TASK TO CARRY OUT
Every line below that includes "grass" counts toward the total. Report that total alone.

MATERIAL FOR THIS EXERCISE
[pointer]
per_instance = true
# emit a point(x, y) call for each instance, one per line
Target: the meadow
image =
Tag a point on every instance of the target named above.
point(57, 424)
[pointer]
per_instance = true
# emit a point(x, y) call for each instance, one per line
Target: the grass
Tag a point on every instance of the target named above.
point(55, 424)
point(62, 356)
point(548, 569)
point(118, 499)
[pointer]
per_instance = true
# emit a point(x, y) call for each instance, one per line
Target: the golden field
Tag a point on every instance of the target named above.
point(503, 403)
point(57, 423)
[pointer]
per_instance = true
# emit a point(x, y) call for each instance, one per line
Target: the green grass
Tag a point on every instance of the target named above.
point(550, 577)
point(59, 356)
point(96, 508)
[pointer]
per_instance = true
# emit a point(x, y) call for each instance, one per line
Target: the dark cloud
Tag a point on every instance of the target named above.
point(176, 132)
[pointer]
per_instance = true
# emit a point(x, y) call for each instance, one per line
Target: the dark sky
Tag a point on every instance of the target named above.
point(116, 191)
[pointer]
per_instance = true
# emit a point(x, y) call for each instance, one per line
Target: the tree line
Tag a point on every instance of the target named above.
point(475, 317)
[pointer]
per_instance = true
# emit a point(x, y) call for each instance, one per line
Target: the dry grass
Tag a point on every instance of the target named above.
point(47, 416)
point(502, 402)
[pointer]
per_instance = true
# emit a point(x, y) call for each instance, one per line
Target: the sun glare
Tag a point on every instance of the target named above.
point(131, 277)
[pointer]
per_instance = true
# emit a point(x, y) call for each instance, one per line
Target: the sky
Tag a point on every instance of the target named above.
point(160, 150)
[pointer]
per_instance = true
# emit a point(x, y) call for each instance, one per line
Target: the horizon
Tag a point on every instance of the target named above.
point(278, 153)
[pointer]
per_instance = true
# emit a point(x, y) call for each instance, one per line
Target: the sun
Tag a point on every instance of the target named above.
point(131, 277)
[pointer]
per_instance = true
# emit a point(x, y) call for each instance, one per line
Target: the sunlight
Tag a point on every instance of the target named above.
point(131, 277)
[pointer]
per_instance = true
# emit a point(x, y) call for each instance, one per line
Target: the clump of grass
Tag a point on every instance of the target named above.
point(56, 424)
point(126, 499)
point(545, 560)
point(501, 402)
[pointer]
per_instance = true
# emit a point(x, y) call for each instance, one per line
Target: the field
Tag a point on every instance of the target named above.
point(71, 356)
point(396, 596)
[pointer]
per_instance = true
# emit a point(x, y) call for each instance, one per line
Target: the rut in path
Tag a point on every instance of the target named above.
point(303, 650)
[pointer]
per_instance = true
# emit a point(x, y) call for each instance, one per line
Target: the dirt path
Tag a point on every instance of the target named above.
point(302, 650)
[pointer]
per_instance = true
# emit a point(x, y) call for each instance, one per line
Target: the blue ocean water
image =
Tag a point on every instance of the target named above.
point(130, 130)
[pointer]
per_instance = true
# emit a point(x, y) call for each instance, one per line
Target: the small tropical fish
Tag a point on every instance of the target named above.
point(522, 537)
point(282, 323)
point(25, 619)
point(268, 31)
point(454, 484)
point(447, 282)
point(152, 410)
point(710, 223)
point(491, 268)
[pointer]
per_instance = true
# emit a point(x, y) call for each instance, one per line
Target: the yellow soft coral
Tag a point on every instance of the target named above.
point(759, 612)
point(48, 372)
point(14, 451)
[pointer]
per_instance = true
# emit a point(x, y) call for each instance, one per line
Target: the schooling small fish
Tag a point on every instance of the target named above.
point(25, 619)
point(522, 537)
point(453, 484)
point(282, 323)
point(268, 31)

ANSWER SPACE
4